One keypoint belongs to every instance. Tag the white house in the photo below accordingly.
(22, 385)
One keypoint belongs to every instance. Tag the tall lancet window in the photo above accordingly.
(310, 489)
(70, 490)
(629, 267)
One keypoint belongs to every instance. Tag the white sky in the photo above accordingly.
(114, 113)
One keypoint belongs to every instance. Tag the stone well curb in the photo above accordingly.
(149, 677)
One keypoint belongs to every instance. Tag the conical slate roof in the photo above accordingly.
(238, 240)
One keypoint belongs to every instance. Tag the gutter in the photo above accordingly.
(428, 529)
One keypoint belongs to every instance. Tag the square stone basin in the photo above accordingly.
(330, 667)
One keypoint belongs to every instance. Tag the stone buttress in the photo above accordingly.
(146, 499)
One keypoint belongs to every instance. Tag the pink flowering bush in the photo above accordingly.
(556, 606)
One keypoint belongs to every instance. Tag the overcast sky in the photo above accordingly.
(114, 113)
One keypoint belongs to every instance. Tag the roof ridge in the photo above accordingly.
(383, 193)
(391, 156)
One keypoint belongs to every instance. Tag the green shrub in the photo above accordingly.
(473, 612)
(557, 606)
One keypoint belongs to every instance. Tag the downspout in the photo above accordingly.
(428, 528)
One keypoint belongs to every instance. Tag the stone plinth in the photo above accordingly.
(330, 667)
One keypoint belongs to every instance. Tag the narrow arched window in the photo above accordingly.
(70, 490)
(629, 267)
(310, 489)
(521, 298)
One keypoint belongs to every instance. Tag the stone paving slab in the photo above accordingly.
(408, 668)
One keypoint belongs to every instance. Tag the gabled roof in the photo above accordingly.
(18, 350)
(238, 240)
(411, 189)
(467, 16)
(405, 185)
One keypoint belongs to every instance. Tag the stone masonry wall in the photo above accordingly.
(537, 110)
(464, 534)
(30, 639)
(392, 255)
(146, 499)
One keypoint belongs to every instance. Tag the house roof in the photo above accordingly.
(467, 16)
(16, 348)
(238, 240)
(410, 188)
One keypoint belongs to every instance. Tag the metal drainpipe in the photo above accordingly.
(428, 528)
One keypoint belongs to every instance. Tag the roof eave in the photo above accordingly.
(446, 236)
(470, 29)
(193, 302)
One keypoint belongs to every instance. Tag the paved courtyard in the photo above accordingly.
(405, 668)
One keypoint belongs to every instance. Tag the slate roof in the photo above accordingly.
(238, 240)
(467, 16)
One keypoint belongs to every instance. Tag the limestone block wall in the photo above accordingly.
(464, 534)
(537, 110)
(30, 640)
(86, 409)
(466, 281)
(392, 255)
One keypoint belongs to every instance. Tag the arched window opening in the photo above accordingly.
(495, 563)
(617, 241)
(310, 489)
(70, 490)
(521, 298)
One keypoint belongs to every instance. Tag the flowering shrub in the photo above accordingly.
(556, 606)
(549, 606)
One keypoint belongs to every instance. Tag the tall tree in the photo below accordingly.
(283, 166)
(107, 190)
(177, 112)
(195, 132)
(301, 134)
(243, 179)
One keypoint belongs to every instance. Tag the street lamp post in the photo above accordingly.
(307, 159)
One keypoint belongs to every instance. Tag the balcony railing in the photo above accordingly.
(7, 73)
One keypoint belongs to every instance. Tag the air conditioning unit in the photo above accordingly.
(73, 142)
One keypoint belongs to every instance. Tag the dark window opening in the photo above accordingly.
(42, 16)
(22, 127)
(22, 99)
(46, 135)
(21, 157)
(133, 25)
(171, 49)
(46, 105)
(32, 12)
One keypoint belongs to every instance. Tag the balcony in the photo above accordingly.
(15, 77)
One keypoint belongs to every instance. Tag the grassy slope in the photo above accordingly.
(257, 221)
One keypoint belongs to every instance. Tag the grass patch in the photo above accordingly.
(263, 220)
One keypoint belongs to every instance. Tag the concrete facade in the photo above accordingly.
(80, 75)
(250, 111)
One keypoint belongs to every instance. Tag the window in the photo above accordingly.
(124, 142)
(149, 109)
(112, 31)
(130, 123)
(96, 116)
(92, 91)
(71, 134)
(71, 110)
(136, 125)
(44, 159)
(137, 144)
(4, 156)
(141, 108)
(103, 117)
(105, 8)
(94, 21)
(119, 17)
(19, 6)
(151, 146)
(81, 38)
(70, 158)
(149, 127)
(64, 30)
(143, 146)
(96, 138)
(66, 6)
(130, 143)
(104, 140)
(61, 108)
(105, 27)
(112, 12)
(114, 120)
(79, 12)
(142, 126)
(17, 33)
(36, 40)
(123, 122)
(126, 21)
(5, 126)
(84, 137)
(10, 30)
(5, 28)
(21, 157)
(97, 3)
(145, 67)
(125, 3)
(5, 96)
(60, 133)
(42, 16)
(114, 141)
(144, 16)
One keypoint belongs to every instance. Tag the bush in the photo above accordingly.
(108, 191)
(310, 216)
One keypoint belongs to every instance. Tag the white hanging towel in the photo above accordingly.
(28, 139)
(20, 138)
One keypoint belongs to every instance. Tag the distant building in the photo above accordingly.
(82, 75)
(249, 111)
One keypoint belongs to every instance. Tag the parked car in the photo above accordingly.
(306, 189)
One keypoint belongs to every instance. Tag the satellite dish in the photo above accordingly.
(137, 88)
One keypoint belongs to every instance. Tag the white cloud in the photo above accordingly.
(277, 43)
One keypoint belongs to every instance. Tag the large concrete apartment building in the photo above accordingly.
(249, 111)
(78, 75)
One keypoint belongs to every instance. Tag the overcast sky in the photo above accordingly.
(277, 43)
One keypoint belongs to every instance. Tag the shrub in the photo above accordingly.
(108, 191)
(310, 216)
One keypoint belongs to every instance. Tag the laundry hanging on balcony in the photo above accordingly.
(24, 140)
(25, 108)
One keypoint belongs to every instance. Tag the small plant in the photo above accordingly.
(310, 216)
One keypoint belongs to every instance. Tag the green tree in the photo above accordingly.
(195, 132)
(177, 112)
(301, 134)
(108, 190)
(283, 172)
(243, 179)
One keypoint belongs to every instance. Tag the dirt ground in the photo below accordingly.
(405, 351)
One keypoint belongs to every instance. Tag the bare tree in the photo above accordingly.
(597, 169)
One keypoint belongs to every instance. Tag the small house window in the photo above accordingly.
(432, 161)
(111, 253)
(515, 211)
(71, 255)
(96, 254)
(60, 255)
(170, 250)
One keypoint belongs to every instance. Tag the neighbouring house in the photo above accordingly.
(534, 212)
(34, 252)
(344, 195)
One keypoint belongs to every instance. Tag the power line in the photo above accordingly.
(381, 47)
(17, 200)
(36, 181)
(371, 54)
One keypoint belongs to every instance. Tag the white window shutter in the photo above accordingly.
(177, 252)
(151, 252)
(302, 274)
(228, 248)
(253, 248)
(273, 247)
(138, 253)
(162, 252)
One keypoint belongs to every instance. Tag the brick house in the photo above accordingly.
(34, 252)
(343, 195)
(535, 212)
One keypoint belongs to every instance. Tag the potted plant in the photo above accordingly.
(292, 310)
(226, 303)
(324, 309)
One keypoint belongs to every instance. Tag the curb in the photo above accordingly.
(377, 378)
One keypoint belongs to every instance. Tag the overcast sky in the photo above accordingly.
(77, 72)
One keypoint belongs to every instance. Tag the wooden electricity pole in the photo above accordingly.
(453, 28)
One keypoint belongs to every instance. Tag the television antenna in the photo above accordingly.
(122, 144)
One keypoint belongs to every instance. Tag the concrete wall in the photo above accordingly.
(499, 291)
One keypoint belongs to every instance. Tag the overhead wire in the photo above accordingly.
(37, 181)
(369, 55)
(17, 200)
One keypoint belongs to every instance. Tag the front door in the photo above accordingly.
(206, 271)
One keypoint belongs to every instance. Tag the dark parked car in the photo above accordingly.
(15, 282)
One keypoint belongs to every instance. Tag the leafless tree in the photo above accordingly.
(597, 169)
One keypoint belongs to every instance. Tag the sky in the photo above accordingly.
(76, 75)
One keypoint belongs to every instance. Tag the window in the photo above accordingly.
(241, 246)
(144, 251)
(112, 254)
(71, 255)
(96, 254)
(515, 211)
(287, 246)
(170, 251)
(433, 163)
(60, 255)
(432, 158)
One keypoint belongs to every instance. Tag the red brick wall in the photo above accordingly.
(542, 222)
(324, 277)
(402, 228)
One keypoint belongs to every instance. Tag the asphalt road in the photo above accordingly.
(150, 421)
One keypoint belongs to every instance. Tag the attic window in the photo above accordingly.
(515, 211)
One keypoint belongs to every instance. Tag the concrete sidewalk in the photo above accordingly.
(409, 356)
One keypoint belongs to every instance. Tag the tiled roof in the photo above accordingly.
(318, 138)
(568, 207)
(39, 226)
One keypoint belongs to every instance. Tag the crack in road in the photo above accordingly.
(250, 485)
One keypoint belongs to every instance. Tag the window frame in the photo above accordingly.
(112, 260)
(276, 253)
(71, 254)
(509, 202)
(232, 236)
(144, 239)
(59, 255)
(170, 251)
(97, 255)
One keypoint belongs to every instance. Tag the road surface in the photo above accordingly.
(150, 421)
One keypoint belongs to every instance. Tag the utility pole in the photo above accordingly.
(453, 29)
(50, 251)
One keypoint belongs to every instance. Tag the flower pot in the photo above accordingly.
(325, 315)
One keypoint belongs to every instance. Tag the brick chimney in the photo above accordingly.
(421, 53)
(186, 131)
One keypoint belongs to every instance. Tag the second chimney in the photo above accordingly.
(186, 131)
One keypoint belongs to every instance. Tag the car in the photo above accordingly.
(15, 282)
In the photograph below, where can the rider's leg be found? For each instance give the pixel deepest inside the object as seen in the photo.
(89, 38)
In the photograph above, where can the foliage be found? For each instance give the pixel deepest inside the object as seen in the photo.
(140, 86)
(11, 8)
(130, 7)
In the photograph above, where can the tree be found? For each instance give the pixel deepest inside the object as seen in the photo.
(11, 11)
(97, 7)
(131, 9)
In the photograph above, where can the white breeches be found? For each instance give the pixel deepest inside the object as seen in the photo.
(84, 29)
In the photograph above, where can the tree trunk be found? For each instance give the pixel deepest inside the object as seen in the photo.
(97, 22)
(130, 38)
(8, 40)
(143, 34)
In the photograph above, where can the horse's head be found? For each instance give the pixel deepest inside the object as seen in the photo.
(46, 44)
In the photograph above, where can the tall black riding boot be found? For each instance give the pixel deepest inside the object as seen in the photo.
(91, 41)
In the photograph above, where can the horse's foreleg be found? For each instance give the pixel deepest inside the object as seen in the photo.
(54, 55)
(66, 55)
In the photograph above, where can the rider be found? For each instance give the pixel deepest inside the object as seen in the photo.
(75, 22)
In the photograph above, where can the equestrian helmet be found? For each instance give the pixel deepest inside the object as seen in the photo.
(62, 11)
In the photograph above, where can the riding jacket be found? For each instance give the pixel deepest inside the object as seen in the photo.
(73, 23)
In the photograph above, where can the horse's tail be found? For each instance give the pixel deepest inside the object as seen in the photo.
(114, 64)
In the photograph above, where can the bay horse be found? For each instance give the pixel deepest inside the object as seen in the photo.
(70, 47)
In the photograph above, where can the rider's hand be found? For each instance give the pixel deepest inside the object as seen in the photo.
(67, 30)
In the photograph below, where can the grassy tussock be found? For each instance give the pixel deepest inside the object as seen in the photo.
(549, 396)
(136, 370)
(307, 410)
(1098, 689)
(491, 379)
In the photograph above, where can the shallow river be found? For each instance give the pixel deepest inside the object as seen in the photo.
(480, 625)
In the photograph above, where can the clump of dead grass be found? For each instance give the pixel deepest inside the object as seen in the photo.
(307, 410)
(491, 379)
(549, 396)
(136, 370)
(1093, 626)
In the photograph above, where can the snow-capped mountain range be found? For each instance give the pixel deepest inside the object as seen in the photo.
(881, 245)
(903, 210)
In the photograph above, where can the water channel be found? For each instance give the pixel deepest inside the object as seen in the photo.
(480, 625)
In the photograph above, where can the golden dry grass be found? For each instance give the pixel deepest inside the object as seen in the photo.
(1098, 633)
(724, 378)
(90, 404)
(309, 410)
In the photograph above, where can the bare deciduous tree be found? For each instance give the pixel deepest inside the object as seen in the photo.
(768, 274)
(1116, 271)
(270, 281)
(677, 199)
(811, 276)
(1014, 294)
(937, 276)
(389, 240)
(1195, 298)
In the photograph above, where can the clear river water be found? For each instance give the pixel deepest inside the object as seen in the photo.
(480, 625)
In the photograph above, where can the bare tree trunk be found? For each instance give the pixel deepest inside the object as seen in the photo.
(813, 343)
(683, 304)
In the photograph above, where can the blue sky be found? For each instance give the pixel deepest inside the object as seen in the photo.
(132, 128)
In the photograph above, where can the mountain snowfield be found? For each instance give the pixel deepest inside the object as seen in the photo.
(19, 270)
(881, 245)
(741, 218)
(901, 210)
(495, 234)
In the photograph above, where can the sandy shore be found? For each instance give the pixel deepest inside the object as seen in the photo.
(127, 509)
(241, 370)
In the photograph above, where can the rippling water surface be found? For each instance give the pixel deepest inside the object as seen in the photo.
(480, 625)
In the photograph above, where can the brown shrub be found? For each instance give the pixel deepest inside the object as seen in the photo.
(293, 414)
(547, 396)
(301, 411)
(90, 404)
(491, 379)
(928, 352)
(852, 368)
* * * * *
PROMPT:
Copy exactly the line containing "In the photograph above, where can the bare deciduous" and every line after it, ending with the last line of the records above.

EXERCISE ANSWER:
In the photograph above, where can the bare deciduous tree be found? For each instance give the pixel deepest inside the object as seen in the photo.
(768, 274)
(1116, 271)
(270, 281)
(677, 199)
(811, 276)
(1014, 294)
(937, 276)
(389, 240)
(1195, 298)
In the photograph above, where can the clear river water be found? For each instance give the pixel deepest inside the object as seen in the photo.
(480, 625)
In the photograph above, where can the bare tree trunk be found? For each instance give the pixel deepest inside the object as seen in the photo.
(813, 343)
(683, 304)
In the photograph above, where can the blue sky be found? For each instance give the pixel deepest inside the object as seen in the photo.
(132, 128)
In the photograph above, where can the mountain snowfield be found? For each instance give the pixel deepest inside the object as seen in the photo.
(19, 270)
(881, 245)
(741, 218)
(901, 210)
(495, 234)
In the photograph above, where can the sandy shore be found? For each instance give the pixel deepest inside the object as seen in the photo.
(127, 509)
(241, 370)
In the photograph above, where can the rippling water surface be found? For each instance give the pixel deepest inside the object as seen in the photo.
(480, 625)
In the photograph above, where can the brown shrub be found? For each instance give the pixel deepest inside the object as seen in the photo.
(293, 414)
(547, 396)
(301, 411)
(90, 404)
(491, 379)
(928, 352)
(852, 368)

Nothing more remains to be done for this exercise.